EXERCISE BRIEF
Starting with the line that contains "like [736, 586].", copy every line through the end of the data below, exactly and with nothing added.

EXTRACTED MATERIAL
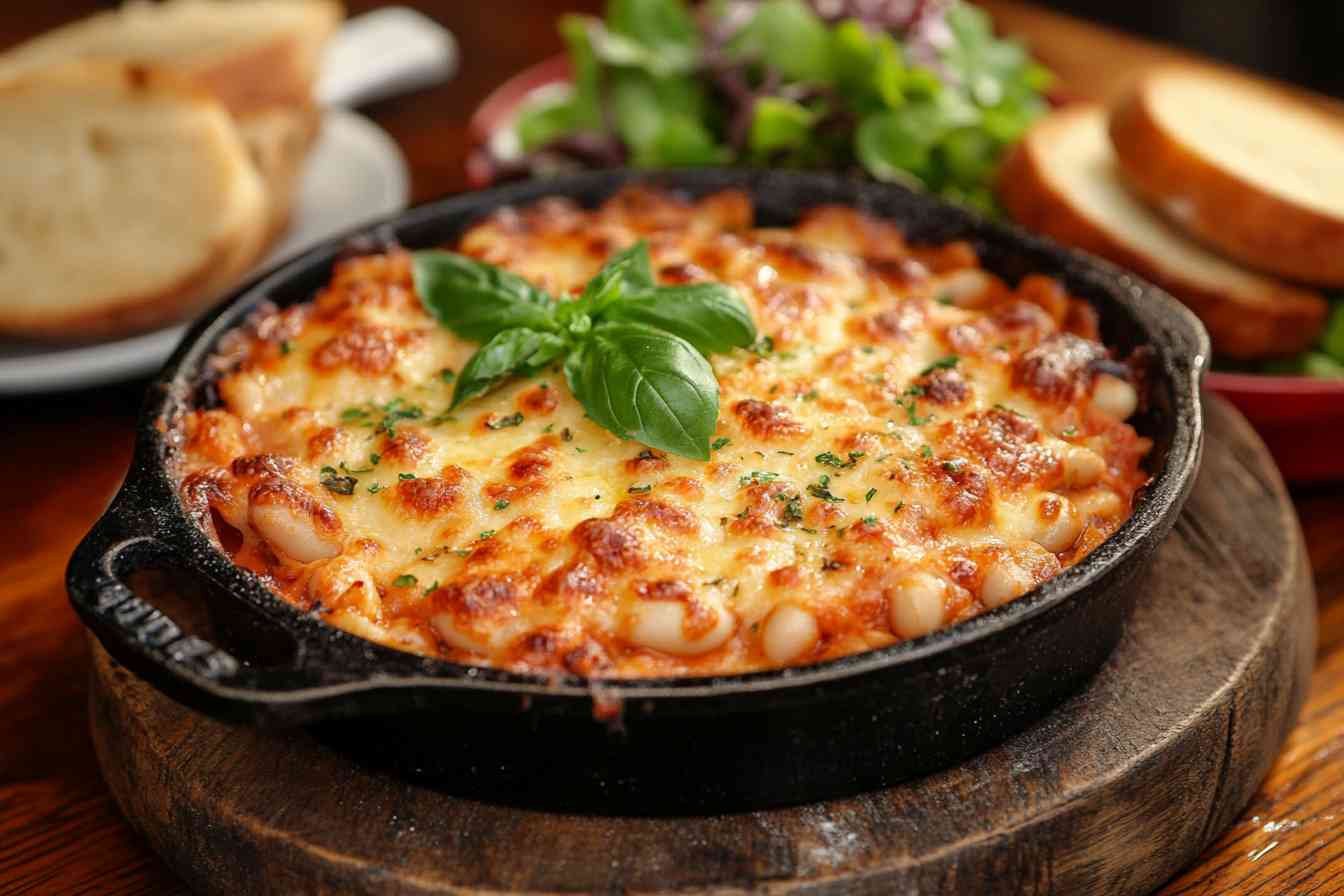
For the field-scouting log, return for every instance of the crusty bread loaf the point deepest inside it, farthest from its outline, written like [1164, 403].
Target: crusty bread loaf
[1063, 180]
[278, 140]
[127, 200]
[1251, 169]
[253, 54]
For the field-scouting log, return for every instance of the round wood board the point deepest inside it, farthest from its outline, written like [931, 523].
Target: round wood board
[1113, 793]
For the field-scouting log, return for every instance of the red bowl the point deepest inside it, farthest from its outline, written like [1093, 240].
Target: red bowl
[1301, 419]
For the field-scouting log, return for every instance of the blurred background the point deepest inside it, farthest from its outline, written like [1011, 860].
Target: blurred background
[1298, 40]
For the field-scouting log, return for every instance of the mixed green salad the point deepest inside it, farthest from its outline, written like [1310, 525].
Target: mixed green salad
[1325, 360]
[918, 92]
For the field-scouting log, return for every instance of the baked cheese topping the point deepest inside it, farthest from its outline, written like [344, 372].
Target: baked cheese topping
[914, 442]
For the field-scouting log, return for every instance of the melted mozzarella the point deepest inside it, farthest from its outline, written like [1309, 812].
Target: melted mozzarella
[918, 422]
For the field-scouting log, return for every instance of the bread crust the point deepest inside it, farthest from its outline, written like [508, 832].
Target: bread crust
[1241, 218]
[281, 73]
[227, 258]
[1285, 324]
[278, 141]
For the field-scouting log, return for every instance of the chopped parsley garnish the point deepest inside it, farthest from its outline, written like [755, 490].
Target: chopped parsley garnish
[909, 402]
[395, 411]
[832, 460]
[821, 489]
[504, 422]
[945, 363]
[338, 484]
[441, 418]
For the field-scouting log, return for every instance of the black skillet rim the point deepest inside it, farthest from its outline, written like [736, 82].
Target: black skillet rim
[1178, 339]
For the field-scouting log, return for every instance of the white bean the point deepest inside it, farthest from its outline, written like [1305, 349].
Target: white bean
[346, 583]
[1055, 520]
[1082, 466]
[917, 605]
[292, 532]
[660, 625]
[1113, 396]
[446, 628]
[1098, 503]
[788, 633]
[1004, 580]
[964, 288]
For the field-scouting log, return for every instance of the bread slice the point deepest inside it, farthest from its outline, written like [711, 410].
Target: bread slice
[253, 54]
[127, 200]
[1253, 169]
[1063, 180]
[278, 140]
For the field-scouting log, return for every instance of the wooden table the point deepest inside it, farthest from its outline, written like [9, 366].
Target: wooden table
[59, 829]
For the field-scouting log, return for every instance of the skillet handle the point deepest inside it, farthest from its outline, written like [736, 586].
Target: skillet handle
[160, 649]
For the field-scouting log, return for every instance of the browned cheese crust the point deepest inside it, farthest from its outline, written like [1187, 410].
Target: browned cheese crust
[924, 442]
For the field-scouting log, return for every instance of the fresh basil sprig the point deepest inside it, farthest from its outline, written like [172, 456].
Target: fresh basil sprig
[635, 351]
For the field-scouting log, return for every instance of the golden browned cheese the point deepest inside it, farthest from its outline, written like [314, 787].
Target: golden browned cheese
[924, 442]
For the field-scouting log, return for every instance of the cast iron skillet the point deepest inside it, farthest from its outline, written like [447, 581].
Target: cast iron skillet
[174, 609]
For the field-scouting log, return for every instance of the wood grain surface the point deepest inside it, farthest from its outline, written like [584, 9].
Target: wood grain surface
[1109, 795]
[59, 828]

FINISHED ANSWER
For the field-scouting log, return for every instance of the skillet handle the point deepest inside it, farthest from its outline, written like [736, 586].
Target: skillet handle
[160, 649]
For the field-scouting log, return for every instance of the browned cheese crust the point deepest inside it, farthest from its outline, written like [1187, 410].
Target: browned cheese crust
[924, 442]
For the field-scouting log, return for every instance of the fresh basil sprig the point deepest inside it, farthest from its outline, written like [172, 456].
Target: fresh basil sprig
[635, 351]
For the field-scouting log, return for every instance of the golden browned cheese the point deepest inside it, farthest from its outline, written like [314, 787].
Target: golden browned cheese
[924, 442]
For the field-scouting log, return for every instance of the cast iron skillet the point deepest inside it, farthest from its outline, written like [447, 581].
Target: cast iron skillet
[174, 609]
For the field-scouting log, return for every instance of the wood grain surface the point deepest inside it, farthest from its outline, written like [584, 9].
Target: wood grain surface
[1109, 795]
[59, 828]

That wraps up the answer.